Exercise instructions
Within the records, say how many lines include the word "requires"; the answer should be the number and no more.

Top of Records to process

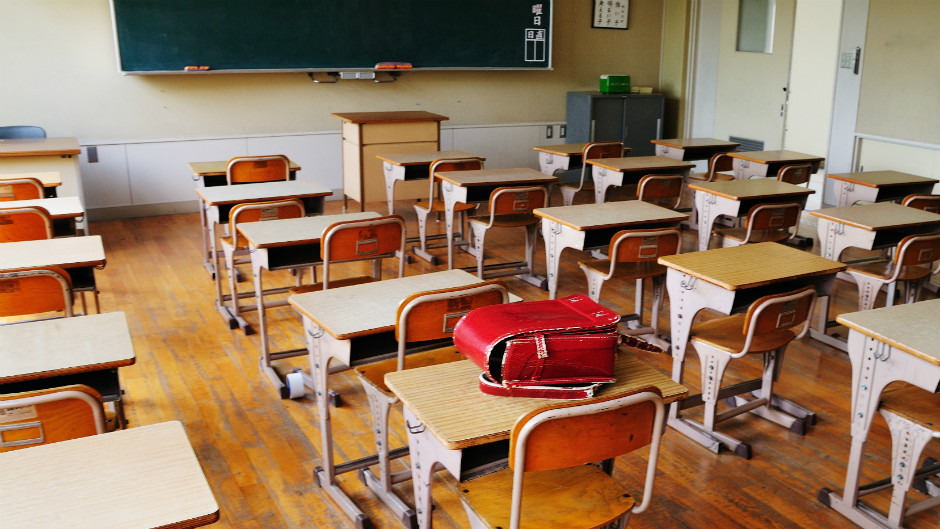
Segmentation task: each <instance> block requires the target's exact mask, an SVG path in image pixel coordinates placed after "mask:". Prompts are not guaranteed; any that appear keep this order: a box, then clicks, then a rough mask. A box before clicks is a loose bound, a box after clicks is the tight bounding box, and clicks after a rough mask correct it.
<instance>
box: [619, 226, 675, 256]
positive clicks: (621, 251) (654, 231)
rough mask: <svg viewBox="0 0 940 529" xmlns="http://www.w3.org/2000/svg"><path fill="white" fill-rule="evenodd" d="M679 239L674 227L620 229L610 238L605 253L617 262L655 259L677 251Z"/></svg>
mask: <svg viewBox="0 0 940 529" xmlns="http://www.w3.org/2000/svg"><path fill="white" fill-rule="evenodd" d="M680 240H681V235H680V234H679V230H677V229H675V228H659V229H652V230H621V231H618V232H617V233H616V234H614V237H613V238H612V239H611V240H610V250H609V251H608V252H607V255H608V256H609V257H610V260H611V261H613V262H618V263H640V262H643V261H656V260H658V259H659V257H661V256H664V255H675V254H677V253H679V244H680Z"/></svg>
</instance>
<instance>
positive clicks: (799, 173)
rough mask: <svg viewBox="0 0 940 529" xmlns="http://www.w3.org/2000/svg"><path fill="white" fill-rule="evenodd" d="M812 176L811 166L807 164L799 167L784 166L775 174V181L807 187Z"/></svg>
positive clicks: (808, 186) (812, 175)
mask: <svg viewBox="0 0 940 529" xmlns="http://www.w3.org/2000/svg"><path fill="white" fill-rule="evenodd" d="M811 176H813V166H811V165H810V164H808V163H805V164H799V165H784V166H783V167H781V168H780V171H778V172H777V180H778V181H780V182H786V183H788V184H793V185H797V186H801V185H805V186H806V187H809V179H810V177H811Z"/></svg>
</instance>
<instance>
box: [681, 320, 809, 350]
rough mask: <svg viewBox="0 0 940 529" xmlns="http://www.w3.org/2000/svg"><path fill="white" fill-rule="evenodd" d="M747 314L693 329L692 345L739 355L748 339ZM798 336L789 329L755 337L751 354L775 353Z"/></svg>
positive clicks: (751, 348)
mask: <svg viewBox="0 0 940 529" xmlns="http://www.w3.org/2000/svg"><path fill="white" fill-rule="evenodd" d="M745 316H746V314H744V313H741V314H733V315H731V316H725V317H723V318H717V319H714V320H709V321H706V322H703V323H700V324H698V325H695V326H694V327H692V332H691V339H692V343H693V344H694V343H695V342H702V343H704V344H706V345H710V346H712V347H714V348H716V349H720V350H722V351H727V352H729V353H737V352H739V351H741V350H743V349H744V340H745V339H746V338H747V337H746V336H745V335H744V333H743V332H741V330H742V329H744V319H745ZM795 336H796V335H794V334H793V331H790V330H789V329H783V330H776V331H772V332H764V333H761V334H758V335H755V336H754V338H753V340H752V341H751V348H750V350H749V351H748V352H749V353H765V352H767V351H773V350H775V349H778V348H780V347H783V346H784V345H786V344H788V343H790V341H792V340H793V338H794V337H795Z"/></svg>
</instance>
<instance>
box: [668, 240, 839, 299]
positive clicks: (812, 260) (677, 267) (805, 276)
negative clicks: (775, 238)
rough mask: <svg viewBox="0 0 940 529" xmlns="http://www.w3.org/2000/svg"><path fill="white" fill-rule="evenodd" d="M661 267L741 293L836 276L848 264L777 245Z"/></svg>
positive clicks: (730, 253)
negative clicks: (799, 279) (812, 278)
mask: <svg viewBox="0 0 940 529" xmlns="http://www.w3.org/2000/svg"><path fill="white" fill-rule="evenodd" d="M659 264H661V265H665V266H668V267H669V268H673V269H675V270H679V271H680V272H683V273H685V274H689V275H691V276H693V277H696V278H699V279H701V280H704V281H708V282H709V283H712V284H715V285H718V286H720V287H722V288H724V289H726V290H738V289H744V288H753V287H758V286H761V285H768V284H771V283H775V282H778V281H783V280H789V279H797V278H801V277H813V276H821V275H826V274H835V273H836V272H840V271H842V270H845V266H846V265H844V264H842V263H840V262H838V261H832V260H830V259H825V258H823V257H819V256H818V255H813V254H811V253H809V252H804V251H803V250H797V249H796V248H790V247H789V246H785V245H783V244H778V243H775V242H761V243H755V244H745V245H742V246H734V247H730V248H716V249H714V250H705V251H703V252H690V253H683V254H677V255H668V256H664V257H660V258H659Z"/></svg>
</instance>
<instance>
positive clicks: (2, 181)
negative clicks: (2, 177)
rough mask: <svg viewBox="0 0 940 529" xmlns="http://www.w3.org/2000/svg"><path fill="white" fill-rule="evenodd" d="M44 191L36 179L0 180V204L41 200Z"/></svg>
mask: <svg viewBox="0 0 940 529" xmlns="http://www.w3.org/2000/svg"><path fill="white" fill-rule="evenodd" d="M44 196H45V191H44V190H43V187H42V182H40V181H39V179H37V178H30V177H26V178H13V179H10V180H0V202H9V201H12V200H36V199H40V198H43V197H44Z"/></svg>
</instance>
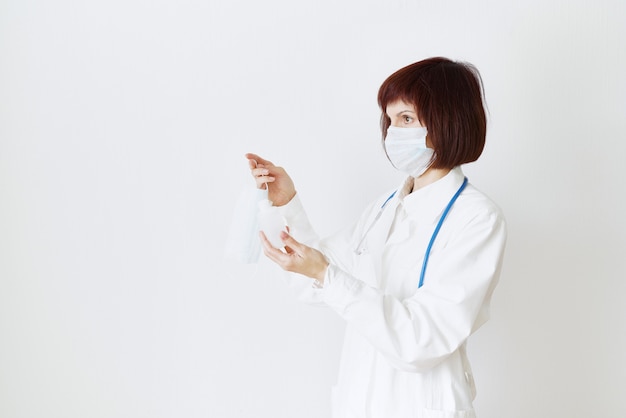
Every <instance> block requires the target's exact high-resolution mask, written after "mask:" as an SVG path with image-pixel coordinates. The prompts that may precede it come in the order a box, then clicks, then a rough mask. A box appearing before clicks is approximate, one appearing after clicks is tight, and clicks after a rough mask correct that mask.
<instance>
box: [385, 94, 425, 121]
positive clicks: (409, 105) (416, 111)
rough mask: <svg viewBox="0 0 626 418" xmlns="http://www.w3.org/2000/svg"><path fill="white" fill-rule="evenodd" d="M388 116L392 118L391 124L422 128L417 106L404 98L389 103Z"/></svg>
mask: <svg viewBox="0 0 626 418" xmlns="http://www.w3.org/2000/svg"><path fill="white" fill-rule="evenodd" d="M386 113H387V116H388V117H389V119H391V126H395V127H397V128H421V127H422V124H421V123H420V121H419V120H417V111H416V110H415V106H413V105H412V104H408V103H406V102H405V101H403V100H396V101H395V102H391V103H389V104H388V105H387V112H386Z"/></svg>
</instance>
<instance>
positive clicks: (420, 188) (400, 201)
mask: <svg viewBox="0 0 626 418" xmlns="http://www.w3.org/2000/svg"><path fill="white" fill-rule="evenodd" d="M464 178H465V175H464V174H463V170H462V169H461V167H460V166H458V167H455V168H453V169H452V170H450V172H449V173H448V174H446V175H445V176H444V177H442V178H441V179H439V180H437V181H436V182H434V183H431V184H429V185H427V186H424V187H422V188H420V189H418V190H415V191H413V192H411V193H409V191H410V190H411V188H412V187H413V177H409V178H407V179H406V181H405V182H404V185H403V186H402V187H401V188H400V196H399V198H400V205H402V206H403V208H404V210H405V211H406V214H407V216H409V217H419V218H420V219H421V220H422V221H432V222H436V221H437V219H439V216H440V215H441V213H442V212H443V211H444V209H445V207H446V206H447V205H448V202H450V199H451V198H452V196H454V194H455V193H456V191H457V190H458V189H459V187H461V184H462V183H463V180H464Z"/></svg>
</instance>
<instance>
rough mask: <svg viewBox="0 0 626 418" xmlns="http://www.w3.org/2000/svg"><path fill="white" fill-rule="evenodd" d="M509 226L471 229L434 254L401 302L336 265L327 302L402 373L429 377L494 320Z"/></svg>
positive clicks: (325, 280)
mask: <svg viewBox="0 0 626 418" xmlns="http://www.w3.org/2000/svg"><path fill="white" fill-rule="evenodd" d="M505 240H506V226H505V222H504V219H503V218H502V216H501V215H500V214H499V213H491V214H485V215H484V216H479V217H477V218H476V219H473V220H472V221H471V222H470V223H468V224H467V225H466V226H465V227H464V228H463V230H461V231H459V233H457V234H455V236H454V237H452V238H451V239H450V241H449V242H448V243H447V245H446V246H445V248H443V249H441V251H440V252H439V253H438V254H437V255H435V254H434V253H433V254H431V258H430V261H429V265H428V275H427V279H426V282H425V284H424V286H423V287H422V288H421V289H418V290H416V292H415V293H414V294H413V295H412V296H411V297H410V298H408V299H405V300H399V299H398V298H395V297H393V296H390V295H386V294H384V293H383V292H382V291H381V290H380V289H377V288H374V287H371V286H368V285H366V284H365V283H364V282H362V281H360V280H358V279H357V278H355V277H353V276H351V275H349V274H348V273H346V271H344V270H342V269H340V268H338V267H337V266H336V265H331V266H329V268H328V270H327V274H326V278H325V285H324V292H323V300H324V301H325V302H326V303H327V304H328V305H329V306H330V307H331V308H333V309H334V310H335V311H337V313H339V315H341V316H342V317H343V318H344V319H345V320H346V321H347V322H348V323H349V324H350V325H351V326H353V327H354V328H355V329H356V330H357V331H358V332H359V333H361V334H362V335H363V336H364V337H365V338H367V339H368V340H369V342H370V343H371V344H372V345H373V346H374V347H375V348H376V349H377V350H378V351H379V352H380V353H382V354H383V355H384V356H385V357H386V358H387V359H388V361H389V362H390V363H391V364H392V365H393V366H394V367H396V368H398V369H401V370H404V371H409V372H423V371H426V370H428V369H430V368H432V367H433V366H435V365H437V364H438V363H439V362H441V361H442V360H444V359H445V358H446V357H447V356H449V355H450V354H452V353H453V352H455V351H456V350H457V349H458V347H459V346H461V345H462V344H463V343H464V342H465V340H466V339H467V338H468V337H469V335H470V334H471V333H472V332H473V331H475V330H476V329H477V328H478V327H479V326H480V325H481V324H482V323H483V322H484V321H486V319H487V317H488V312H487V311H488V306H489V299H490V297H491V293H492V292H493V288H494V287H495V284H496V282H497V280H498V277H499V274H500V269H501V264H502V257H503V252H504V244H505Z"/></svg>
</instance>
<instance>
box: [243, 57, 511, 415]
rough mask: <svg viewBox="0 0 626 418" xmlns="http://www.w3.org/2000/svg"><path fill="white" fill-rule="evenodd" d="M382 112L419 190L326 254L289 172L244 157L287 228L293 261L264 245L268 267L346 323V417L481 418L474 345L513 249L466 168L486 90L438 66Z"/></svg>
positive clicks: (480, 132) (375, 203)
mask: <svg viewBox="0 0 626 418" xmlns="http://www.w3.org/2000/svg"><path fill="white" fill-rule="evenodd" d="M378 103H379V105H380V108H381V111H382V116H381V129H382V135H383V139H384V140H383V145H384V148H385V151H386V153H387V156H388V158H389V160H390V162H391V163H392V164H393V165H394V167H396V168H397V169H398V170H401V171H403V172H405V173H406V174H407V175H408V178H407V179H406V181H405V182H404V184H403V185H401V186H400V187H399V188H398V189H397V191H396V192H395V193H394V194H393V195H391V196H389V195H384V196H381V197H380V198H379V199H378V200H377V201H376V202H374V203H373V204H372V205H371V206H370V207H369V208H367V209H366V210H365V212H364V213H363V215H362V216H361V217H360V219H358V221H357V222H356V223H355V224H354V225H352V226H351V227H350V228H348V229H346V230H345V231H342V232H340V233H338V234H337V235H334V236H331V237H329V238H326V239H323V240H319V239H318V238H317V237H316V235H315V233H314V232H313V229H312V228H311V226H310V224H309V222H308V220H307V217H306V214H305V212H304V209H303V208H302V206H301V203H300V200H299V198H298V195H297V194H296V190H295V187H294V184H293V182H292V181H291V179H290V177H289V176H288V175H287V173H286V172H285V170H284V169H282V168H281V167H278V166H275V165H274V164H272V163H271V162H270V161H267V160H265V159H263V158H261V157H259V156H257V155H254V154H246V158H247V159H248V160H249V166H250V169H251V173H252V175H253V177H254V178H255V180H256V185H257V187H258V188H264V187H265V185H266V184H267V185H268V186H269V199H270V200H272V201H273V202H274V204H275V205H276V206H280V207H281V211H282V213H283V215H284V217H285V219H286V220H287V223H288V226H289V233H283V234H282V236H281V238H282V239H283V242H284V244H285V250H284V251H281V250H279V249H276V248H273V247H272V246H271V245H270V244H269V241H267V239H266V237H265V235H264V234H263V233H261V234H260V236H261V240H262V244H263V249H264V253H265V255H266V256H267V257H269V258H270V259H271V260H273V261H274V262H275V263H276V264H278V265H279V266H280V267H282V268H283V269H284V270H287V271H290V272H294V273H298V274H300V275H304V276H307V277H309V278H310V279H312V280H306V279H304V278H302V277H301V276H300V277H297V276H295V275H294V277H293V278H292V282H293V283H294V285H298V286H300V287H301V289H300V294H301V295H302V298H303V299H305V300H307V301H309V302H315V303H321V304H324V305H326V306H328V307H330V308H331V309H333V310H335V311H336V312H337V313H338V314H339V315H340V316H341V317H342V318H344V319H345V321H346V323H347V328H346V329H347V331H346V337H345V342H344V349H343V354H342V360H341V367H340V372H339V376H338V381H337V385H336V387H335V388H334V389H333V403H332V404H333V416H334V417H341V418H349V417H381V418H383V417H384V418H393V417H403V418H404V417H465V418H467V417H474V416H475V415H474V411H473V407H472V401H473V399H474V397H475V390H474V382H473V378H472V373H471V369H470V365H469V362H468V360H467V356H466V342H467V339H468V337H469V336H470V335H471V334H472V333H473V332H474V331H476V330H477V329H478V328H479V327H480V326H481V325H482V324H483V323H485V321H487V319H488V316H489V303H490V299H491V295H492V292H493V290H494V287H495V285H496V283H497V281H498V277H499V275H500V269H501V263H502V257H503V251H504V245H505V240H506V226H505V221H504V217H503V215H502V213H501V211H500V210H499V208H498V207H497V206H496V205H495V204H494V203H493V202H492V201H491V200H489V199H488V198H487V197H486V196H485V195H484V194H482V193H481V192H479V191H478V190H477V189H476V188H474V187H473V186H472V185H471V184H467V179H466V178H465V177H464V175H463V172H462V170H461V167H460V166H461V165H462V164H465V163H469V162H472V161H475V160H476V159H478V157H479V156H480V154H481V153H482V150H483V147H484V143H485V134H486V118H485V111H484V106H483V99H482V83H481V79H480V76H479V74H478V71H477V70H476V69H475V68H474V67H473V66H471V65H469V64H465V63H457V62H453V61H451V60H448V59H445V58H431V59H427V60H424V61H420V62H417V63H414V64H412V65H409V66H407V67H405V68H402V69H400V70H398V71H397V72H395V73H394V74H392V75H391V76H389V78H388V79H387V80H385V82H384V83H383V84H382V86H381V87H380V90H379V93H378Z"/></svg>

Bottom of Records to process

Answer box
2